> _Given request 1_
Please set down the passage from the N.C. herf thread starting with "# N.C. Herf???" and going on through "you could attend.".

# N.C. Herf???



## RJT (Feb 12, 2005)

I noticed a lot of new guys from N.C. have joined up lately and wanted to see if we could get another N.C. herf going? 

We usually meet in the Greensboro area. I also have an option in the Lexington area at a nice restaurant with a private room. Only draw back is they close at 10:00. 

Post if you think you could attend.

:ss


----------



## neoflex (Jan 3, 2006)

RJT said:


> I noticed a lot of new guys from N.C. have joined up lately and wanted to see if we could get another N.C. herf going?
> 
> We usually meet in the Greensboro area. I also have an option in the Lexington area at a nice restaurant with a private room. Only draw back is they close at 10:00.
> 
> ...


How far would I be if I am in Monroe, NC which is about 25 minutes from Charlotte?


----------



## Budprince (Mar 29, 2007)

I'm in the Charlotte Area, and would be willing to try a central place


----------



## motownflip (Jul 26, 2006)

If everything falls into place, I'm in.


----------



## RJT (Feb 12, 2005)

BUMP....:tu


----------



## steve r (Aug 19, 2007)

if this is gonna be a regular thing some of the va crew may drive down there and smoke a few.:ss


----------



## Guest (Aug 28, 2007)

> _Given request 2_
In the rows below, rewrite the lines starting with the line with "Mark one point per instance of the woman's face" and going on through the line with "x=312, y=111", swapping "woman's face" for "woman's head" and leaving everything else the same. Give only those lines.

> _Data for the task_
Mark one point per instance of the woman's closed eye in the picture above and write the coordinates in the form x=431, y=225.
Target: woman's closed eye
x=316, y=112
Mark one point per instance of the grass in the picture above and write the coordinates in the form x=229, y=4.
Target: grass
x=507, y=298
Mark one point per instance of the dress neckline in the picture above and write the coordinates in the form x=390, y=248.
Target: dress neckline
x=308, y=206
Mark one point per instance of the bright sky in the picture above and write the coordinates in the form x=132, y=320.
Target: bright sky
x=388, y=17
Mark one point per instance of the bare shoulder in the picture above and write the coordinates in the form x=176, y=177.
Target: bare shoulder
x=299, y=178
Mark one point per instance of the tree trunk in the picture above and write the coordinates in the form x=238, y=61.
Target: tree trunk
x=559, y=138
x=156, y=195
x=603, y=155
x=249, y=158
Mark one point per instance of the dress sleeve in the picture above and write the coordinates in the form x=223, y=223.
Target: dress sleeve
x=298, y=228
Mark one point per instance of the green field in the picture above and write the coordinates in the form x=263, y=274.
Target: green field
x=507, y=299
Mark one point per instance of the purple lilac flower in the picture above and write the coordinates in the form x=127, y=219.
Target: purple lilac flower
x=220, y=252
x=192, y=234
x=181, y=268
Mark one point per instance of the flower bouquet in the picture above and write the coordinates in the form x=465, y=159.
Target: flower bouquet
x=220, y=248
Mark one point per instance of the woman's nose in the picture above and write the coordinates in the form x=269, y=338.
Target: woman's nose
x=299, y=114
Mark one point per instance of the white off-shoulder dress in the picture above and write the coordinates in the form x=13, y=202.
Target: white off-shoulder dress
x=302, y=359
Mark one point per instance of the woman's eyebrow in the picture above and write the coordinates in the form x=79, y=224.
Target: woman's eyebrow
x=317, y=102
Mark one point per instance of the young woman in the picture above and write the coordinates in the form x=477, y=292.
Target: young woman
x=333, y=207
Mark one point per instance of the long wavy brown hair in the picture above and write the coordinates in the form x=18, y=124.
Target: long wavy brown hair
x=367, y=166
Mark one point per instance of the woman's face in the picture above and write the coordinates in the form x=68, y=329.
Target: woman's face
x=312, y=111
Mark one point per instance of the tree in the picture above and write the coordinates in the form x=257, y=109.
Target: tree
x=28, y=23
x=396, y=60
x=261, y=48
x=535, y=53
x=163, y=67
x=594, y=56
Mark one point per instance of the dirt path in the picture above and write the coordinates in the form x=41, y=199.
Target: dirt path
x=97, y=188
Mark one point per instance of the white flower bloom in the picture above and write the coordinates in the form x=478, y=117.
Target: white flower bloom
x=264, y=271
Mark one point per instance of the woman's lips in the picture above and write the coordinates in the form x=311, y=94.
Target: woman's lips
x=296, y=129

> _Final answer 1_
# N.C. Herf???



## RJT (Feb 12, 2005)

I noticed a lot of new guys from N.C. have joined up lately and wanted to see if we could get another N.C. herf going? 

We usually meet in the Greensboro area. I also have an option in the Lexington area at a nice restaurant with a private room. Only draw back is they close at 10:00. 

Post if you think you could attend.

> _Final answer 2_
Mark one point per instance of the woman's head in the picture above and write the coordinates in the form x=68, y=329.
Target: woman's head
x=312, y=111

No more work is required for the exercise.